Data supplied:

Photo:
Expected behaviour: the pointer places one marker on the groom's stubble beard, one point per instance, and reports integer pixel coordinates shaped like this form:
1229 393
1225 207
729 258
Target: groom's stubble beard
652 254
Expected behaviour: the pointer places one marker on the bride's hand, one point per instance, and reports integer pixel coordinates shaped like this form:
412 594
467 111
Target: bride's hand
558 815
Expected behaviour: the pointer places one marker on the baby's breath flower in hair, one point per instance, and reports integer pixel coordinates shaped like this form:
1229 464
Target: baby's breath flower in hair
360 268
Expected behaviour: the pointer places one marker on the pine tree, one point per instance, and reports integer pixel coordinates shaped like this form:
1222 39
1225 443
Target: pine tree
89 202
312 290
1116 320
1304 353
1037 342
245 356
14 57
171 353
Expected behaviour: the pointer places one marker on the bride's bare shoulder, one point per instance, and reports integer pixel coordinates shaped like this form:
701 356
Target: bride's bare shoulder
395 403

Written instruction: Could you give all of the material above again with "pine tree" swapped for "fir tree" and everything else left unchanged?

Answer to the exercise:
Photo:
Expected behaviour: the pointer places one marker on the groom's stubble beard, one point per instance, and reports integer pixel coordinates shaped like this form:
1229 393
1225 207
729 258
Target: groom's stubble beard
652 254
Expected behaviour: the pointer places one marker on the bride's hand, one point per instance, and reports integer pixel coordinates shaped like this form:
412 594
467 111
Target: bride's hand
558 815
Expected behaviour: the pointer places one marker on the baby's breath flower in hair, one point per instance, and reports integer pixel coordinates shaped like this form:
1229 464
Target: baby's breath flower in hair
360 268
Expected behaviour: the pointer places one marker on the fir tree, one point per instance, and reports integer pixel coordinates shaped like this form:
1222 39
1225 443
Target: fir tree
89 202
312 290
1116 320
1304 353
1037 342
245 356
14 57
171 353
Expected behaviour: the pointer places one marker on the bride's bare shoulder, one point per instance, and reports integer pixel coordinates shaped like this form:
701 356
Target: bride's bare shoulder
395 403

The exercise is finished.